**** TASK DATA ****

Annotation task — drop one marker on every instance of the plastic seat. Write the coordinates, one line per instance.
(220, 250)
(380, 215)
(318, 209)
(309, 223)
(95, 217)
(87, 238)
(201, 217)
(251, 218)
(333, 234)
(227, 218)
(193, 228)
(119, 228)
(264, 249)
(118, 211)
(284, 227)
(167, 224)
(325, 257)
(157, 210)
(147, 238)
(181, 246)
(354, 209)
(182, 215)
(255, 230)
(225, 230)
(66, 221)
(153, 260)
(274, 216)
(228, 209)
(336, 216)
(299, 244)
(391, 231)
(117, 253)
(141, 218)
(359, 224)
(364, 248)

****

THE PROBLEM: Make an exact copy of the records.

RESPONSE AREA:
Annotation task — drop one marker on every instance of the plastic seat. Write the coordinates, one line per instance.
(220, 250)
(380, 215)
(318, 209)
(309, 223)
(95, 217)
(87, 238)
(201, 217)
(251, 218)
(333, 234)
(227, 218)
(193, 228)
(119, 228)
(264, 249)
(118, 211)
(284, 227)
(167, 224)
(325, 257)
(157, 210)
(147, 238)
(181, 246)
(354, 209)
(182, 215)
(255, 230)
(225, 230)
(66, 221)
(153, 260)
(274, 216)
(228, 209)
(336, 216)
(299, 244)
(391, 231)
(117, 253)
(141, 218)
(359, 224)
(364, 248)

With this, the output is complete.